=== Textauszug ===
- - - - -
Ob dies aber nun wirklich so ist, ist für mich als Hörerin des Romans nicht ganz greifbar geworden, wohl aber bietet sich diese Spekulation an, denn die Ereignisse, die sich zum Ende der Geschichte hin zu überschlagen scheinen, sprechen nicht nur für eine deutliche Beschleunigung kurz vor Ende, sondern auch für eine entsprechende Entwicklung.
Apropos Entwicklung, auch einige der Figuren, nämlich jene, die nicht unbedingt in diesen schwarz-weiß Denken hineinpassen, scheinen sich weiterzuentwickeln.
„Junge mit schwarzem Hahn“ von Stefanie vor Schulte: Eine spürbare Entwicklung
Kann man diese Entwicklung, die sich im Verlauf von „Junge mit schwarzem Hahn“ von Stefanie vor Schulte ergibt, irgendwie greifen? Vermutlich stellen sich viele von euch diese Frage und ja, meiner Meinung nach kann man die Entwicklung vor allem an der Figur des Martins greifen, der seine Aufgabe nicht nur annimmt, sondern sie akzeptiert und durch sie aufzuleben scheint.
- - - - -
=== Aufgaben ===
1) Entnehmen Sie dem Textauszug über den Roman „Junge mit schwarzem Hahn“ wörtlich den Abschnitt, der mit den Worten „Ob dies aber“ beginnt und mit „eine entsprechende Entwicklung.“ schließt.
2) Führen Sie den Textauszug über den Roman „Junge mit schwarzem Hahn“ im Anschluss an seinen letzten Satz weiter.
Die Daten stammen aus einer anderen Quelle als der Textauszug.

=== Erfasste Daten ===
- - - - -
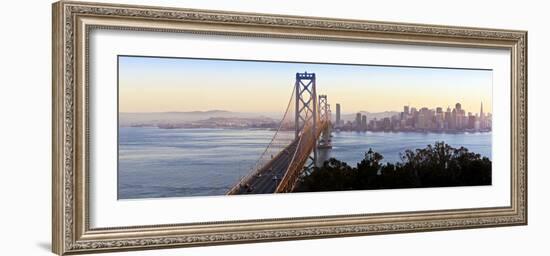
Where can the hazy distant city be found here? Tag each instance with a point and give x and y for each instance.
- - - - -
=== Lösungen ===
1)
Ob dies aber nun wirklich so ist, ist für mich als Hörerin des Romans nicht ganz greifbar geworden, wohl aber bietet sich diese Spekulation an, denn die Ereignisse, die sich zum Ende der Geschichte hin zu überschlagen scheinen, sprechen nicht nur für eine deutliche Beschleunigung kurz vor Ende, sondern auch für eine entsprechende Entwicklung.

2)
Auch wird im Verlauf der Geschichte deutlicher, was eigentlich der innere Antrieb von Martin ist. Leider bleiben aber durch die Entwicklung, die Martin durchläuft, einige der anderen Figuren in ihrer Entwicklung gefühlt stehen, sodass die Figur des Martins durch das Stehen bleiben der übrigen besonders stark hervorzutreten scheint.
„Junge mit schwarzem Hahn“ von Stefanie vor Schulte: ein Debüt mit prägendem Stil
Als ich erkannte, dass es sich bei „Junge mit schwarzem Hahn“ von Stefanie vor Schulte um ein Debüt handelte, war ich doch ein wenig verblüfft, denn tatsächlich wäre ich selbst nicht auf die Idee gekommen. Zwar war der Stil weniger schillernd als die Geschichte selbst, hielt sich in Teilen deutlich zurück, aber es war ein einheitlicher und ansprechender Stil erkennbar.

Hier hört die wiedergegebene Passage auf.